**Parts of the exercise:**
A. According to the Basic Income report excerpt, by what percentage would the $1,000-per-adult policy raise GDP if it were funded by increasing the federal debt?
B. In the Basic Income report excerpt, retype the stretch from "The report presented" through "throughout that period." with every word and punctuation mark unchanged.

**Excerpt provided:**
######

The report presented by the Roosevelt Institute evaluates three different variations of Basic Income, $1000 a month to all adults, $500 a month to all adults, and a $250 a month child allowance. The researchers also analyzed two different types of funding, increasing the federal debt and increasing taxes on households. The model is designed considering an eight year time period and Basic Income is progressively introduced throughout that period.

 

From their models of the three scenarios, the researchers conclude that, if funded by increasing the federal debt, each Basic Income policy would have a result of economic growth, the $250 child allowance would increase the GDP by 0.79%, while the $1,000 per adult would increase the GDP by 12.56%. When the Basic Income is financed by household taxes, the model forecasts no effect on the economy if the program was simply giving “ with one hand what it takes away with the other”. However, if the model is adapted using what the researchers call a “distributional model”, it forecasts a beneficial effect on economic growth. As the researchers describe it, “the distributional model incorporates the idea that an extra dollar in the hands of lower income households leads to higher spending. In other words, the households that pay more in taxes than they receive in cash assistance have a low propensity to consume, and those that receive more in assistance than they pay in taxes have a high propensity to consume.” The general idea is that lower income brackets tend to spend everything they earn, therefore consuming more, and higher income brackets tend to save part of their earnings, therefore, consuming less in relation to their potential as consumers. Therefore, if you take from the rich to give to the poor, the money will be flowing more than when it is simply accumulated by the few, and in this way, the economy will grow. The researchers (and this is the official position of the Roosevelt Institute as well) assume that our economy is “not currently operating near potential output” and this is so partly because of current gaping inequality, which is “one of the main reasons why the US economy faces the prospect of secular stagnation”.

 

Besides assuming that the economy could be preforming better, the model used also incorporates two microeconomic assumptions: “(1) unconditional cash transfers do not reduce household labor supply; and (2) increasing government revenue by increasing taxes levied on households does not change household behavior.” These assumptions have been promptly criticized in the media. However, the researchers themselves are aware that the assumptions are contentious, and have thus sought to establish them with evidence. They base assumption (1) on a survey of experiments done by Ionana Marinescu in a paper entitled “No Strings Attached: The Behavioral Effects of U.S. Unconditional Tax Transfer Programs” that estimates the microeconomic behavioral impact, using several experimental designs, results in labor supply remaining unchanged. Regarding assumption (2), the idea that increasing taxes does not change household behavior, the researchers assume that since the tax increase is progressive, the most affected households are the higher income brackets who tend to save and “hoard” money, so to speak, so they would save less but not change their consuming behavior in a drastic way. In order to justify this assumption, they use data from the Congressional Budget Office.

######

**Recorded information:**
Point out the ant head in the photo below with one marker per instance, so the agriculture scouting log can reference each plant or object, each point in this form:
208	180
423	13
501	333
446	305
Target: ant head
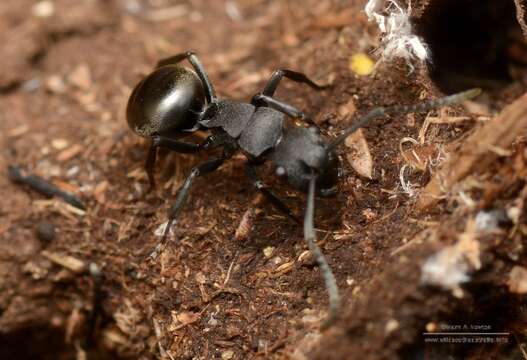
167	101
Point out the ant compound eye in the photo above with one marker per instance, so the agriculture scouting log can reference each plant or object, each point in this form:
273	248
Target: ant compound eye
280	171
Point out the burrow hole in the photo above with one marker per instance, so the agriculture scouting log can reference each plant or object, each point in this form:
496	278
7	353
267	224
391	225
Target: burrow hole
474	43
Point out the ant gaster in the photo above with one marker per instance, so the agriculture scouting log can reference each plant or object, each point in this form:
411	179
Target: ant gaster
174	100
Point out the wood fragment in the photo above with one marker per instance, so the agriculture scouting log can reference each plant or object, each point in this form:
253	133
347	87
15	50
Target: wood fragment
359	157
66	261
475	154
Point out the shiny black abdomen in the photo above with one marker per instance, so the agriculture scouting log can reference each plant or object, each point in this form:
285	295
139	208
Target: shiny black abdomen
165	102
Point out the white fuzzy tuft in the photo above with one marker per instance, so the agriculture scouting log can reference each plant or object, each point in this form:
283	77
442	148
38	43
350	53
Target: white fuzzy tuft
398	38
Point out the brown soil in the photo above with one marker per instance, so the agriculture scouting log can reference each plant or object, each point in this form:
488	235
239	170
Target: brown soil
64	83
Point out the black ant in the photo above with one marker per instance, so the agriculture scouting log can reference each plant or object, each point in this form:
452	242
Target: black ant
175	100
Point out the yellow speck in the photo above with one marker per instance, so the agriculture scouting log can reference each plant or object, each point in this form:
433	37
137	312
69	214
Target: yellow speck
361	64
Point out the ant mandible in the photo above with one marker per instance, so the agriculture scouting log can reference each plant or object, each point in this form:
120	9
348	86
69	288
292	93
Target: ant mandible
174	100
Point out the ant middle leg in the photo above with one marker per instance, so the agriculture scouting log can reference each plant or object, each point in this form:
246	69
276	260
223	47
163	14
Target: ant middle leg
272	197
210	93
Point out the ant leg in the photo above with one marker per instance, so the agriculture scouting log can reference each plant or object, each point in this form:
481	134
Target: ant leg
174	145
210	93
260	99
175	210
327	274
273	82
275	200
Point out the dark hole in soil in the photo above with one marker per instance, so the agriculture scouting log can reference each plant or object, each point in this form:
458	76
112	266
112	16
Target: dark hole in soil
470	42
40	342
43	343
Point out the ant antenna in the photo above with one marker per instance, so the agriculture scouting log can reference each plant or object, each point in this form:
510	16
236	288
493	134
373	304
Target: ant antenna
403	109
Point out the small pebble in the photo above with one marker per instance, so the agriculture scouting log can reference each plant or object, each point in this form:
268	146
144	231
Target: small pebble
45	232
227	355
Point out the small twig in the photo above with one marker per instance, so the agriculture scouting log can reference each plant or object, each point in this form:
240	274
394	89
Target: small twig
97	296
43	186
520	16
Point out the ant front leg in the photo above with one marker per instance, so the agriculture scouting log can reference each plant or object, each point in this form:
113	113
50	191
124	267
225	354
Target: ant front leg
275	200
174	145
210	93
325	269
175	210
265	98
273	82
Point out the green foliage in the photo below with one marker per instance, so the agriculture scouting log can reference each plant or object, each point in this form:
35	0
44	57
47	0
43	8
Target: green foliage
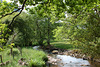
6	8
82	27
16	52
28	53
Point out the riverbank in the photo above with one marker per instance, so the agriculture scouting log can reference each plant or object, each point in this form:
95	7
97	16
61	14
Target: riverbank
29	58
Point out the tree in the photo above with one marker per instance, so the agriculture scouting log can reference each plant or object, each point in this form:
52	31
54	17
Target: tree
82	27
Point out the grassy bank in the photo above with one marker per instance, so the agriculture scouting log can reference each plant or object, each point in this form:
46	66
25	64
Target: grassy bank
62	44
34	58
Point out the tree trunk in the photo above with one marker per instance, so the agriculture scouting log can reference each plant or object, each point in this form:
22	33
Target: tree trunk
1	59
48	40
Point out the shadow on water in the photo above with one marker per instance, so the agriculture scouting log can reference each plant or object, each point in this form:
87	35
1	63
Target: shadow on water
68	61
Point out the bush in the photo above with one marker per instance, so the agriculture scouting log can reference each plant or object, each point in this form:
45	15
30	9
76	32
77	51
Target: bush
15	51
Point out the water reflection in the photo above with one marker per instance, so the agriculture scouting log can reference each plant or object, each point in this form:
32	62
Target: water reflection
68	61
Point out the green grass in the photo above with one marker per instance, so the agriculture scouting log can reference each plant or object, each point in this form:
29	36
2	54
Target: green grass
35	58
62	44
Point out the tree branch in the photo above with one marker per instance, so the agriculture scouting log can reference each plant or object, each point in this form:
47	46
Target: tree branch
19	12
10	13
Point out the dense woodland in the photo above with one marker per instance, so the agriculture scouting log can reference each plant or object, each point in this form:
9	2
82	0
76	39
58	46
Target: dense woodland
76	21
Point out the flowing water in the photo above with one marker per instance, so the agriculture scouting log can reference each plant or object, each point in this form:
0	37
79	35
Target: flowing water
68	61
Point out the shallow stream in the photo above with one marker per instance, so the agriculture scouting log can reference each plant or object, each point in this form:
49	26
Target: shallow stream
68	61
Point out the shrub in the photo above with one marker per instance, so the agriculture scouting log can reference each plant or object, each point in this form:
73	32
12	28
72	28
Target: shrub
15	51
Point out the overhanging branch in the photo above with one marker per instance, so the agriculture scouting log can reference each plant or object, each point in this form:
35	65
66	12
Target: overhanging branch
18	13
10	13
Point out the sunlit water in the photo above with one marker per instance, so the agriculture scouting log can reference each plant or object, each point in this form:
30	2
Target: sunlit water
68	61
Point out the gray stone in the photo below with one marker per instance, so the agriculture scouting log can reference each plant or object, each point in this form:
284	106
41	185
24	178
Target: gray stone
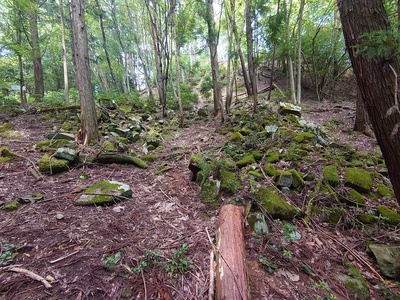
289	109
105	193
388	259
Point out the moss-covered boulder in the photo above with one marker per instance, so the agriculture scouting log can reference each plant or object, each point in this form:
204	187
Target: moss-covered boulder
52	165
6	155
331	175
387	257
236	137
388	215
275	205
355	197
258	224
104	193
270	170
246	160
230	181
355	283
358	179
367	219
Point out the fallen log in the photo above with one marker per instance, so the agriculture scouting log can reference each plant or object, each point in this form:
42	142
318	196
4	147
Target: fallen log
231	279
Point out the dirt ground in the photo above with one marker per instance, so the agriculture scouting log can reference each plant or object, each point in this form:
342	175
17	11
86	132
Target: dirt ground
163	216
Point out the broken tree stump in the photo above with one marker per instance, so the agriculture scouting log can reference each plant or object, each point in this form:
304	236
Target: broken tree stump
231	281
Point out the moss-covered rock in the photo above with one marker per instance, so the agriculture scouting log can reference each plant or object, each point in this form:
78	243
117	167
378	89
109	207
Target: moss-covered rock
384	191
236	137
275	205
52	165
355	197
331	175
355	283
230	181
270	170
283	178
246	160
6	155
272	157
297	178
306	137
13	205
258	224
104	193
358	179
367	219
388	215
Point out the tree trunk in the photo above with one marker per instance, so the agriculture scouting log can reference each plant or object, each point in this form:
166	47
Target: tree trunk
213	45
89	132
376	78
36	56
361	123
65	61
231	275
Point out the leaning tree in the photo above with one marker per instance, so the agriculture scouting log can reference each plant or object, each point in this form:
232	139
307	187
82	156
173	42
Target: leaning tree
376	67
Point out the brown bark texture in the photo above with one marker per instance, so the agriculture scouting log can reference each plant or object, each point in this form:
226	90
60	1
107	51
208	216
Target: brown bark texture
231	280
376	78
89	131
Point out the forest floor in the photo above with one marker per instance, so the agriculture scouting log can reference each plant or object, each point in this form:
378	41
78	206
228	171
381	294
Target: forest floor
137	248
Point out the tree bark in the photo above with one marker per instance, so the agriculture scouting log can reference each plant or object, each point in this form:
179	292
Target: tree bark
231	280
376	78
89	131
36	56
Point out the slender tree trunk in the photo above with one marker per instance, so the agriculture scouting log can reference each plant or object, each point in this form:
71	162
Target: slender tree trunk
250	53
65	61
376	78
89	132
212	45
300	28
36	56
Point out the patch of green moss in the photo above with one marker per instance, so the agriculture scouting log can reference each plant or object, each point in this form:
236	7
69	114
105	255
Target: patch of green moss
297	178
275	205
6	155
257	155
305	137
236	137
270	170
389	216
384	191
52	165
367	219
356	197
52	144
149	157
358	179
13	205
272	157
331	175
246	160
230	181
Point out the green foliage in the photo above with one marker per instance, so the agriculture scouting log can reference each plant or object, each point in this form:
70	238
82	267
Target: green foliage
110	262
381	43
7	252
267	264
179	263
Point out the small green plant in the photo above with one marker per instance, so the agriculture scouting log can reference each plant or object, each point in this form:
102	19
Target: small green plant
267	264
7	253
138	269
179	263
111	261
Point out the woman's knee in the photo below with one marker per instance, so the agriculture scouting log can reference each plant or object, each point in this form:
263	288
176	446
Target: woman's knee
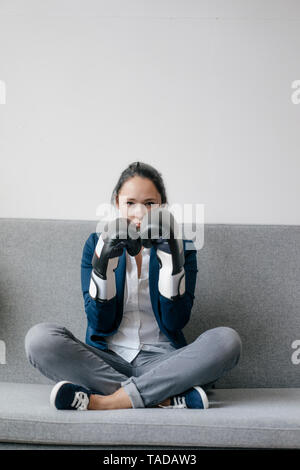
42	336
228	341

######

**Activity answers:**
A. 12.56%

B.
The report presented by the Roosevelt Institute evaluates three different variations of Basic Income, $1000 a month to all adults, $500 a month to all adults, and a $250 a month child allowance. The researchers also analyzed two different types of funding, increasing the federal debt and increasing taxes on households. The model is designed considering an eight year time period and Basic Income is progressively introduced throughout that period.